» **What you should do**
Among the records below, find the line that has "Target: yellow sunflower"; from there, give the lines again exactly, and stop after the line that has "Task: where can the wooden".

:::

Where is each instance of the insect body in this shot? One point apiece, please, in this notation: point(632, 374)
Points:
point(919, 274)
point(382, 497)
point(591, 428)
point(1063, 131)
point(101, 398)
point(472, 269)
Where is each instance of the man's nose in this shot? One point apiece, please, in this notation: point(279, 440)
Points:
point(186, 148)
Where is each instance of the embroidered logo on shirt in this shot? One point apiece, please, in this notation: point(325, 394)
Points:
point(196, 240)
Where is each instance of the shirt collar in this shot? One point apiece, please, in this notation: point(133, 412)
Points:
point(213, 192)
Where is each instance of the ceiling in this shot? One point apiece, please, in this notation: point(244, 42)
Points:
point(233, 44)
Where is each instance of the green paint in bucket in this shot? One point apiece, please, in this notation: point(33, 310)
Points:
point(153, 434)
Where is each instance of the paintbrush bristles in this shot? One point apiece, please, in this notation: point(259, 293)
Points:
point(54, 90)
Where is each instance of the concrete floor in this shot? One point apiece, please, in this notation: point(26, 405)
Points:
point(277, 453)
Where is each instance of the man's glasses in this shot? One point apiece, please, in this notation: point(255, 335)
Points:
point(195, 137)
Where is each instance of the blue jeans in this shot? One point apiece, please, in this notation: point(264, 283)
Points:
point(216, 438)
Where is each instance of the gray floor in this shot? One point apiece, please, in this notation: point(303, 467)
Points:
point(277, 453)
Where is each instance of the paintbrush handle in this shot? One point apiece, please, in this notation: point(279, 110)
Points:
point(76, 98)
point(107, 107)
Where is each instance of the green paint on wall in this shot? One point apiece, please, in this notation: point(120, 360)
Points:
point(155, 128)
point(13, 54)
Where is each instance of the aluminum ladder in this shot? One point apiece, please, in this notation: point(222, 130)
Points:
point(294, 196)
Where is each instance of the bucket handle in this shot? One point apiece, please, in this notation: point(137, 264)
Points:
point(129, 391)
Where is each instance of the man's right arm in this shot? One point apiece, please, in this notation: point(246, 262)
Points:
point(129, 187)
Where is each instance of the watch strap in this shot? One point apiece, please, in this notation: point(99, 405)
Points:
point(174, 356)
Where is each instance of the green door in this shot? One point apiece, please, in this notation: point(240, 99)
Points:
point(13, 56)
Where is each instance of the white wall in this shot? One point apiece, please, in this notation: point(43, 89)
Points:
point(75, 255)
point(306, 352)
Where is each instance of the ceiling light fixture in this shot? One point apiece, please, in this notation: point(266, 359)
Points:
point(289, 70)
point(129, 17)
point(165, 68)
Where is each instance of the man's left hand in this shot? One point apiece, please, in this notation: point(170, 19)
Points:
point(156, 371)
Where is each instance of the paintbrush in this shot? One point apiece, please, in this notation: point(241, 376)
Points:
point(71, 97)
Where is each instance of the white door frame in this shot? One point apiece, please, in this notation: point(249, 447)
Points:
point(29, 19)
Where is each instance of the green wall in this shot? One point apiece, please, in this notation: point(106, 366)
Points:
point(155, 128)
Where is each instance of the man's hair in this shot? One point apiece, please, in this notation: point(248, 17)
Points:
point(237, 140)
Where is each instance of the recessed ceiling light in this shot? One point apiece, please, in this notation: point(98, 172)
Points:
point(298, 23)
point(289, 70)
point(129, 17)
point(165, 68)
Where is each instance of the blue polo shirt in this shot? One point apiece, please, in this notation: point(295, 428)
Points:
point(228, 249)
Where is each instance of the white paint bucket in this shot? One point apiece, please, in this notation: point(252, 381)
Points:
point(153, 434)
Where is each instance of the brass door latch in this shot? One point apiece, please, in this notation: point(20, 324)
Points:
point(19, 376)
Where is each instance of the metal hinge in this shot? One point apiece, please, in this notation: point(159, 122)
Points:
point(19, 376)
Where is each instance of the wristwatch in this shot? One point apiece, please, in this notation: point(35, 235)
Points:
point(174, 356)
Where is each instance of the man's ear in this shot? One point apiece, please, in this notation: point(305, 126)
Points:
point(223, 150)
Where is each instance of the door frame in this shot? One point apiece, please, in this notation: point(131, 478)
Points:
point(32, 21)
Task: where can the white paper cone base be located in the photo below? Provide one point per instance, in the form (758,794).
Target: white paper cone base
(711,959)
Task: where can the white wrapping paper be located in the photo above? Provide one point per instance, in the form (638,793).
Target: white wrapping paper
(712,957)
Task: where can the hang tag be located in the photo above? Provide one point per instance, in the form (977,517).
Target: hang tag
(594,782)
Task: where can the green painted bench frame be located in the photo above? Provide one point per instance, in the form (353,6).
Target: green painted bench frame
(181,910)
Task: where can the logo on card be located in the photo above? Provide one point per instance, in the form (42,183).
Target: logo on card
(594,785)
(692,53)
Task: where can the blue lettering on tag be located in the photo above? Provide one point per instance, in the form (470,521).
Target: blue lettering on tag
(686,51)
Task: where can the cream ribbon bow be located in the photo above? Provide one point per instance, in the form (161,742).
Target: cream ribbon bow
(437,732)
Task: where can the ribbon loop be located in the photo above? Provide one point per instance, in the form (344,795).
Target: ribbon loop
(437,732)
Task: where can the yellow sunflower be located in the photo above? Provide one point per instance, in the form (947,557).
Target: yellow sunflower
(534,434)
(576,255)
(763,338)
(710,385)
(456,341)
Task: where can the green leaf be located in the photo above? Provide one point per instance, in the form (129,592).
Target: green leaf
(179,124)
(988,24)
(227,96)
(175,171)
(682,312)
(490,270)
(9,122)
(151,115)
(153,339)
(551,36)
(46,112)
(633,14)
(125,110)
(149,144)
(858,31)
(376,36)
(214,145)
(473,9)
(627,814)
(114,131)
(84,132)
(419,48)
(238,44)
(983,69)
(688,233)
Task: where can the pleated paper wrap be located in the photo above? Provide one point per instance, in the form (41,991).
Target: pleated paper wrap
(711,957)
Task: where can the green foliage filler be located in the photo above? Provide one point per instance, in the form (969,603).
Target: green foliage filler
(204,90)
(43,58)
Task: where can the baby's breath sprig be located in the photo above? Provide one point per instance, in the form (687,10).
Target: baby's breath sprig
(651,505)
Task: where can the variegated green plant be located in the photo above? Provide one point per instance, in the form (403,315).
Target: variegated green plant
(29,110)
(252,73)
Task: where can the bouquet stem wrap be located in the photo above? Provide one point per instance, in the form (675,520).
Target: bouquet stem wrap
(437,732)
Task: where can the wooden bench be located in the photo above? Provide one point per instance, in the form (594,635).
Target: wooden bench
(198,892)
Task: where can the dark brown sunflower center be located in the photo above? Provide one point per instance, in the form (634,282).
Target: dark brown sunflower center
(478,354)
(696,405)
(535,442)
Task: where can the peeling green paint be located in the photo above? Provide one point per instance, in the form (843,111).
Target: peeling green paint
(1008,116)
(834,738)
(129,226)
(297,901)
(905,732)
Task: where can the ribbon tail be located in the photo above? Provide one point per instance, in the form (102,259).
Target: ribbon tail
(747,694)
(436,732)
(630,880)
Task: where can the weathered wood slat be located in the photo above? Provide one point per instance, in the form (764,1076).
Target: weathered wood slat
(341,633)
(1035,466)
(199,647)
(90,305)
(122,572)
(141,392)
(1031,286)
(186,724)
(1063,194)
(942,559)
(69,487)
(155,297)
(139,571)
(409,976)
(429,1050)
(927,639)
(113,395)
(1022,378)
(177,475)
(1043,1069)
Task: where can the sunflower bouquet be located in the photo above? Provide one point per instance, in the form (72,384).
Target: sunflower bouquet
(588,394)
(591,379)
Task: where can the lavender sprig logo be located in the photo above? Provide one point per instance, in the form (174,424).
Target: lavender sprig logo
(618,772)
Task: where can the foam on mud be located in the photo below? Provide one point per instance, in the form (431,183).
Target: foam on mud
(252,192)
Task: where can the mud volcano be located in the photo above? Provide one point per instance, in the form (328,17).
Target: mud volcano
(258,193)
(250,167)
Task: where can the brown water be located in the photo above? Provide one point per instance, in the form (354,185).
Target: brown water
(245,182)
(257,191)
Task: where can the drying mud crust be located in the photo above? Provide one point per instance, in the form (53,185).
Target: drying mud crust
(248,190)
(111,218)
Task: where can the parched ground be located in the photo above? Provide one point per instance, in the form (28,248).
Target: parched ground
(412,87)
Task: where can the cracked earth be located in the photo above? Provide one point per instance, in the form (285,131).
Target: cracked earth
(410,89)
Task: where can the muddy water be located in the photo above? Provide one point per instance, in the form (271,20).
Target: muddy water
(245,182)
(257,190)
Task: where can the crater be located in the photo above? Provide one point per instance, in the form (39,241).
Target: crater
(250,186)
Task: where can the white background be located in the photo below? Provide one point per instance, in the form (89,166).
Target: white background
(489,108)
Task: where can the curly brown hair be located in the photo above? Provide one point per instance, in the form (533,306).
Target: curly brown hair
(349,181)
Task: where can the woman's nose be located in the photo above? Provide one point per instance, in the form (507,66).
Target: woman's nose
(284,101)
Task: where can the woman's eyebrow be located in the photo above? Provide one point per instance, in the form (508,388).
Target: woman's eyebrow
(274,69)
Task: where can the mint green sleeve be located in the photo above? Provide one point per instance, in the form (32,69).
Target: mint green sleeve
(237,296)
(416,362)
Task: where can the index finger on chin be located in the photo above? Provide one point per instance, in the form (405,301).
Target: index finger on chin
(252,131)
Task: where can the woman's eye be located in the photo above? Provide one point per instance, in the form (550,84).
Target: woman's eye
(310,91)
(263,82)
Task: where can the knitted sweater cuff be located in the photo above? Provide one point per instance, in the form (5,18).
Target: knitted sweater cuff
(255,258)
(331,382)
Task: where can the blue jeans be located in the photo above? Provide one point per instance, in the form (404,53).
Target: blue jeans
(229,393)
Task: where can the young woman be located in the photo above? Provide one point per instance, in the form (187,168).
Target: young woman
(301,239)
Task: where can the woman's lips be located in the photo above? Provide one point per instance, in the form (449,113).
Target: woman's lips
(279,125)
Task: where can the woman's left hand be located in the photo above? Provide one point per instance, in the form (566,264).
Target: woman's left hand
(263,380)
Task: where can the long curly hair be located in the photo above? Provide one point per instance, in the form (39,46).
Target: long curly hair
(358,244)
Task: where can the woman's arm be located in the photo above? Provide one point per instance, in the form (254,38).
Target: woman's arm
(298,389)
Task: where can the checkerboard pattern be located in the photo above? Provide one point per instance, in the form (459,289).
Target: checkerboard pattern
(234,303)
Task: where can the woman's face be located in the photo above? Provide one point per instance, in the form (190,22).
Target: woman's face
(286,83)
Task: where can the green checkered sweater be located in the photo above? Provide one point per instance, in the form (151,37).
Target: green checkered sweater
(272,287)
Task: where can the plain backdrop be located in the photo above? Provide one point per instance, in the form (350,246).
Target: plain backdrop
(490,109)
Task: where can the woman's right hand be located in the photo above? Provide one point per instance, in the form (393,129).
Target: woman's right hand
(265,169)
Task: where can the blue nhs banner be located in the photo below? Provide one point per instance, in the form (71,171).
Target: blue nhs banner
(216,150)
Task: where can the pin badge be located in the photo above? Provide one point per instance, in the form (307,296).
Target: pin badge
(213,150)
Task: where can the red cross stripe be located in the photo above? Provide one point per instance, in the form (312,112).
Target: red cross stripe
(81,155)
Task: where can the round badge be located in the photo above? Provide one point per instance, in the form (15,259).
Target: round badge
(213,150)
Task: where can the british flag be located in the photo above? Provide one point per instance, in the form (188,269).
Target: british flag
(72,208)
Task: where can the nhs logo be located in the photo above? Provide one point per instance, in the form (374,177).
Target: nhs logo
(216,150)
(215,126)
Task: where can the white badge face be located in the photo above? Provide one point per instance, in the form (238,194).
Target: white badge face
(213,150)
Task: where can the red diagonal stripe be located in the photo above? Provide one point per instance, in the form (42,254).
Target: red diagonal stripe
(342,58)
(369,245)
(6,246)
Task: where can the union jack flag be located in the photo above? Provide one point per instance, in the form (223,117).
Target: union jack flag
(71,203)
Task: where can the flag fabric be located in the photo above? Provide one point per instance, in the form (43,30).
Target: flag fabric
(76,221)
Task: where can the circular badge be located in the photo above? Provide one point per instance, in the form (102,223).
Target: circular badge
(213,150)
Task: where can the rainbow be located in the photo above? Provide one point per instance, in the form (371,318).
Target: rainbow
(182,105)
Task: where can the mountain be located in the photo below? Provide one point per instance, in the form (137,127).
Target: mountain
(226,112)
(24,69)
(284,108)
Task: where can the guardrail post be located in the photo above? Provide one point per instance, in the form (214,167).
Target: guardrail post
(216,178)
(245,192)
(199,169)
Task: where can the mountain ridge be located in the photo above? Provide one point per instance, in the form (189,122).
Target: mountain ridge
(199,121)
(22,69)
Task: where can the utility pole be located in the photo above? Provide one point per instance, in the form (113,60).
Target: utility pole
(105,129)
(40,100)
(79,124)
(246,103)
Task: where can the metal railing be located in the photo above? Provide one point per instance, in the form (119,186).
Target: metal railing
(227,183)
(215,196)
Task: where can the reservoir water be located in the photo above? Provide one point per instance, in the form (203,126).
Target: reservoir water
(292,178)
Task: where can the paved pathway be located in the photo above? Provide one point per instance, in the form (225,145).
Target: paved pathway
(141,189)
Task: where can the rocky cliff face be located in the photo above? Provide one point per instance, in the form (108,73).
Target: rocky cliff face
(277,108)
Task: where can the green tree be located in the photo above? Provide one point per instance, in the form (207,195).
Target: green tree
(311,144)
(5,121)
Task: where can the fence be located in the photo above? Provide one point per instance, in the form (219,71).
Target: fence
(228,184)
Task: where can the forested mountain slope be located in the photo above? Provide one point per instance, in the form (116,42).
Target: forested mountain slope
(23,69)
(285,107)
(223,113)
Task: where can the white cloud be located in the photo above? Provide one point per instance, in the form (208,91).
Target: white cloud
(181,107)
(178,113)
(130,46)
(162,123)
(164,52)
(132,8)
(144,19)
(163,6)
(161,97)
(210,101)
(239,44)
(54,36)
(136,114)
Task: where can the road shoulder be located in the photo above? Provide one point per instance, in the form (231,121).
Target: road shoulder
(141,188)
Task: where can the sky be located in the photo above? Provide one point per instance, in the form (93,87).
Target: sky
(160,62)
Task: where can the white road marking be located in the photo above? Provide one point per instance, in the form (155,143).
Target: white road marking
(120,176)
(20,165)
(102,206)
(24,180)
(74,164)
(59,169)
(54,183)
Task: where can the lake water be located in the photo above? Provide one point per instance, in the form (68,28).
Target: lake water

:::

» **Output**
Target: yellow sunflower
(534,434)
(576,255)
(763,338)
(710,385)
(456,341)
Task: where can the green leaf be located in the photo above? Provide one point per instance, in the form (129,592).
Target: green leaf
(179,124)
(988,24)
(227,96)
(175,171)
(682,312)
(490,270)
(9,122)
(151,115)
(153,339)
(551,36)
(46,112)
(633,14)
(125,110)
(149,144)
(858,31)
(376,36)
(214,145)
(473,9)
(627,814)
(114,131)
(84,132)
(419,48)
(238,44)
(983,69)
(688,233)
Task: where can the pleated paper wrap be located in the photo above? Provide one point per instance, in the form (41,991).
Target: pleated paper wrap
(711,957)
Task: where can the green foliage filler be located in the photo above? Provide one point per instance, in the form (969,603).
Target: green foliage filler
(204,90)
(43,58)
Task: where can the baby's breath sprig be located in the photo above? Provide one point per instance, in the form (687,10).
Target: baby's breath sprig
(651,505)
Task: where can the variegated green plant be located in the photo above? Provide one point per instance, in the form (403,315).
Target: variegated green plant
(29,110)
(252,73)
Task: where can the bouquet stem wrap be located in the photo above? Provide one point per instance, in the form (675,520).
Target: bouquet stem wrap
(437,732)
Task: where can the wooden bench be located in the photo above? Provide one point per instance, in the form (594,635).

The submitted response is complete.